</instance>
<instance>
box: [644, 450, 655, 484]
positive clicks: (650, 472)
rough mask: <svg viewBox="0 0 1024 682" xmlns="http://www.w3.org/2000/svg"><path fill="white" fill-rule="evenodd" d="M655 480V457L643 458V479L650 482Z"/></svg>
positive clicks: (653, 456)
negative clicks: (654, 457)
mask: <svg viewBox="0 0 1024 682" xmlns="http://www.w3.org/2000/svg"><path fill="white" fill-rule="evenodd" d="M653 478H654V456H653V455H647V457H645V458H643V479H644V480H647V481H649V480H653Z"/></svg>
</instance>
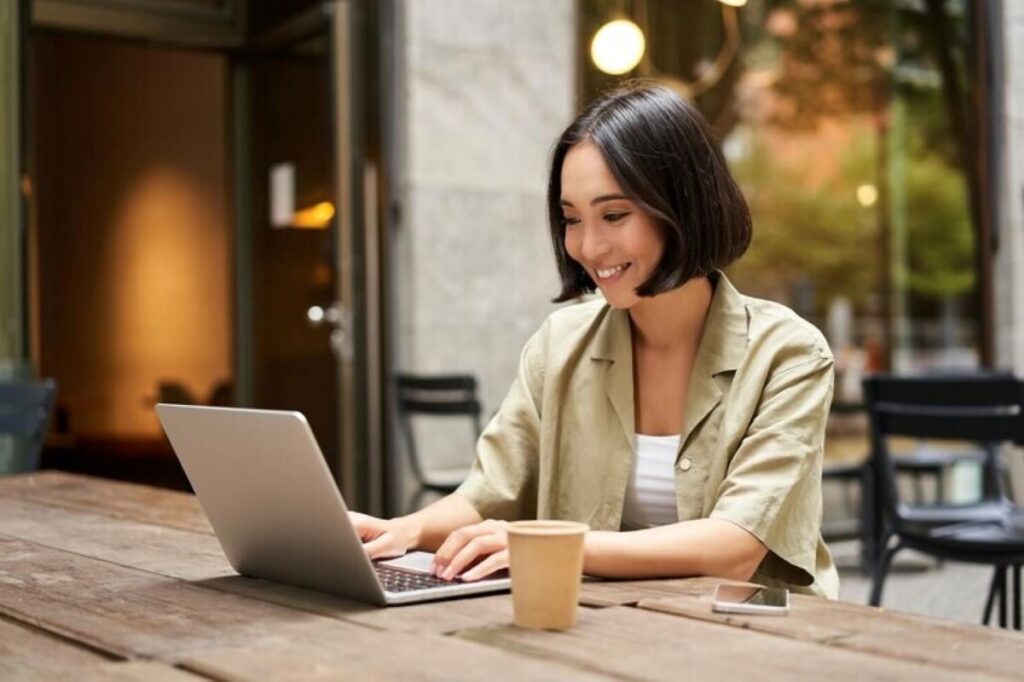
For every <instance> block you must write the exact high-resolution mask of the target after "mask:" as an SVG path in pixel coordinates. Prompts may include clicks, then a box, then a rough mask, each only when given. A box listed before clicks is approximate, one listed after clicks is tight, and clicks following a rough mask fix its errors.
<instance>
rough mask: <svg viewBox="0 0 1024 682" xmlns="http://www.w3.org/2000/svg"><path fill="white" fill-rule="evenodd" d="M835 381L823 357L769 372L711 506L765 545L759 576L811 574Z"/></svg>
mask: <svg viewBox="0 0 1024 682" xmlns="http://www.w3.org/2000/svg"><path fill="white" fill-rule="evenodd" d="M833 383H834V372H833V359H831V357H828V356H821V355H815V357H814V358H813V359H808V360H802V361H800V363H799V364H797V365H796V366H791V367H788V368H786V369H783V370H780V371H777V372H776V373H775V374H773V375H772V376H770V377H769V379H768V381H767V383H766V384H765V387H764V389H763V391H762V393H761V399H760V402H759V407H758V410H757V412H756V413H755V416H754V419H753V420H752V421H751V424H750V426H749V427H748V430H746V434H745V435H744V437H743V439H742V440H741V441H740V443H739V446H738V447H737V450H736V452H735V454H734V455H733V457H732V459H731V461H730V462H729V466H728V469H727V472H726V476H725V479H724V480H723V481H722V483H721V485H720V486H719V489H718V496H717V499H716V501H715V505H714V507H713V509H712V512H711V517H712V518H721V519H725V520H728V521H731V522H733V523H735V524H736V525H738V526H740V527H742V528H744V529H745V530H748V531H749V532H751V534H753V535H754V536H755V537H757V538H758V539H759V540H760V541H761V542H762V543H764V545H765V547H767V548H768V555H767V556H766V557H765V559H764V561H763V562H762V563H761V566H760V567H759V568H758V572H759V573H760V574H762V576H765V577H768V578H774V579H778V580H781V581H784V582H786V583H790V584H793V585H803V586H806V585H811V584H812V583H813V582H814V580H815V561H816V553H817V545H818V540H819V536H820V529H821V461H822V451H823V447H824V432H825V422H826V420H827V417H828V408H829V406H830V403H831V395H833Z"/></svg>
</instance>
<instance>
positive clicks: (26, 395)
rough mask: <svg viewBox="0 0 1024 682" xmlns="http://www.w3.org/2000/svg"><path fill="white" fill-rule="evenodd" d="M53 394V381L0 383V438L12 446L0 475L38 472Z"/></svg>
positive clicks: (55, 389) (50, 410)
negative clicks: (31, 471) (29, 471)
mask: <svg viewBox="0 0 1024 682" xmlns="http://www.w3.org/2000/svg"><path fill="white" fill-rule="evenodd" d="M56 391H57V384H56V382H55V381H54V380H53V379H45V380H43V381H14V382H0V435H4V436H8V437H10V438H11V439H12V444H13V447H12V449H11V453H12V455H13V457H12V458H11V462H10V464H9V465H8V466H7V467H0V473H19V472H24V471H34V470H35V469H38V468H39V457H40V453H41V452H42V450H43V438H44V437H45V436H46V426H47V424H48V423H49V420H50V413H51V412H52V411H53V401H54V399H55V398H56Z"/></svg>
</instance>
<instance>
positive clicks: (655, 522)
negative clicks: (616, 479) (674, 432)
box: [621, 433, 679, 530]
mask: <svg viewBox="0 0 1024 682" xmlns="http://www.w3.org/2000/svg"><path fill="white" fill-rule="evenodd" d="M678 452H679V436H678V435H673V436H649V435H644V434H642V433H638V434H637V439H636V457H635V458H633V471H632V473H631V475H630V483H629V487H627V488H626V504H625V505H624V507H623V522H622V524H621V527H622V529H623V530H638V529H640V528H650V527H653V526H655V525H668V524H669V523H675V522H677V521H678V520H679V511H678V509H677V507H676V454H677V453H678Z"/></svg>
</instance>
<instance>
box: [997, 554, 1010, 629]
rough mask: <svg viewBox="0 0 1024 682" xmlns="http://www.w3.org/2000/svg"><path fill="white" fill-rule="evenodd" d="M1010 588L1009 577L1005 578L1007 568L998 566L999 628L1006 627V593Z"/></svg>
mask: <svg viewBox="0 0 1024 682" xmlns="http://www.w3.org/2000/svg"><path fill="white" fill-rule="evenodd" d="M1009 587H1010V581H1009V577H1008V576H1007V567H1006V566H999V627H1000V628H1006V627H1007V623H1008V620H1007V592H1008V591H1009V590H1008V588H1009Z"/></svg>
....................
ACTIVITY:
Would you copy each line above exactly as given, dropping any images?

SOLUTION TO THIS TASK:
</instance>
<instance>
box: [644, 450, 655, 484]
positive clicks: (650, 472)
rough mask: <svg viewBox="0 0 1024 682" xmlns="http://www.w3.org/2000/svg"><path fill="white" fill-rule="evenodd" d="M655 480V457L643 458V479L650 482Z"/></svg>
positive clicks: (653, 456)
negative clicks: (654, 457)
mask: <svg viewBox="0 0 1024 682" xmlns="http://www.w3.org/2000/svg"><path fill="white" fill-rule="evenodd" d="M653 478H654V456H653V455H647V457H645V458H643V479H644V480H647V481H649V480H653Z"/></svg>
</instance>
For every <instance> block you must write the exact high-resolution mask of the target after "mask:" as an SVG path in pixel coordinates. Prompts may include clicks, then a box, then a rough mask, each only when given. A box listed before clicks is approximate, one listed after clicks is tight, and clicks following a rough mask fix its errors.
<instance>
rough mask: <svg viewBox="0 0 1024 682" xmlns="http://www.w3.org/2000/svg"><path fill="white" fill-rule="evenodd" d="M835 381L823 357L769 372L711 506L765 545L759 576L811 574Z"/></svg>
mask: <svg viewBox="0 0 1024 682" xmlns="http://www.w3.org/2000/svg"><path fill="white" fill-rule="evenodd" d="M833 383H834V372H833V359H831V357H828V356H821V355H815V357H814V358H813V359H808V360H802V361H800V363H799V364H797V365H796V366H791V367H788V368H786V369H783V370H780V371H777V372H776V373H775V374H773V375H772V376H770V377H769V379H768V381H767V383H766V384H765V387H764V389H763V391H762V393H761V399H760V402H759V407H758V410H757V412H756V413H755V416H754V419H753V420H752V421H751V424H750V426H749V427H748V430H746V434H745V435H744V437H743V439H742V440H741V441H740V443H739V446H738V447H737V450H736V452H735V454H734V455H733V457H732V459H731V461H730V462H729V466H728V469H727V472H726V476H725V479H724V480H723V481H722V483H721V485H720V486H719V489H718V496H717V499H716V501H715V505H714V507H713V509H712V512H711V517H712V518H721V519H725V520H728V521H731V522H733V523H735V524H736V525H738V526H740V527H742V528H744V529H745V530H748V531H749V532H751V534H753V535H754V536H755V537H757V538H758V539H759V540H760V541H761V542H762V543H764V545H765V547H767V548H768V555H767V556H766V557H765V559H764V561H763V562H762V563H761V566H760V567H759V568H758V572H759V573H760V574H762V576H765V577H768V578H774V579H778V580H781V581H784V582H786V583H790V584H793V585H803V586H806V585H811V584H812V583H813V582H814V580H815V561H816V553H817V545H818V540H819V536H820V529H821V461H822V451H823V447H824V432H825V422H826V420H827V417H828V408H829V406H830V403H831V395H833Z"/></svg>
</instance>
<instance>
positive clicks: (26, 395)
rough mask: <svg viewBox="0 0 1024 682" xmlns="http://www.w3.org/2000/svg"><path fill="white" fill-rule="evenodd" d="M53 394V381L0 383V438L12 446L0 475L38 472Z"/></svg>
positive clicks: (55, 389) (50, 410)
negative clicks: (31, 471) (29, 471)
mask: <svg viewBox="0 0 1024 682" xmlns="http://www.w3.org/2000/svg"><path fill="white" fill-rule="evenodd" d="M56 391H57V384H56V382H55V381H54V380H53V379H45V380H43V381H14V382H0V435H4V436H8V437H10V438H11V439H12V444H13V447H12V449H11V453H12V455H13V457H12V458H11V462H10V464H9V465H8V466H7V467H0V473H19V472H24V471H34V470H35V469H38V468H39V457H40V453H41V452H42V450H43V438H44V437H45V436H46V426H47V424H48V423H49V420H50V413H51V412H52V411H53V401H54V399H55V398H56Z"/></svg>
</instance>
<instance>
positive clicks: (655, 522)
negative clicks: (616, 479) (674, 432)
box: [621, 433, 679, 530]
mask: <svg viewBox="0 0 1024 682" xmlns="http://www.w3.org/2000/svg"><path fill="white" fill-rule="evenodd" d="M678 452H679V436H678V435H673V436H649V435H644V434H642V433H638V434H637V439H636V457H635V458H633V471H632V473H631V475H630V483H629V487H627V488H626V504H625V505H624V507H623V522H622V524H621V527H622V529H623V530H638V529H640V528H650V527H653V526H655V525H668V524H669V523H675V522H677V521H678V520H679V511H678V509H677V507H676V454H677V453H678Z"/></svg>
</instance>
<instance>
box: [997, 554, 1010, 629]
rough mask: <svg viewBox="0 0 1024 682" xmlns="http://www.w3.org/2000/svg"><path fill="white" fill-rule="evenodd" d="M1010 588L1009 577L1005 578L1007 568L998 566L999 628L1006 627V593Z"/></svg>
mask: <svg viewBox="0 0 1024 682" xmlns="http://www.w3.org/2000/svg"><path fill="white" fill-rule="evenodd" d="M1009 587H1010V581H1009V577H1008V576H1007V567H1006V566H999V627H1000V628H1006V627H1007V623H1008V620H1007V592H1008V591H1009V590H1008V588H1009Z"/></svg>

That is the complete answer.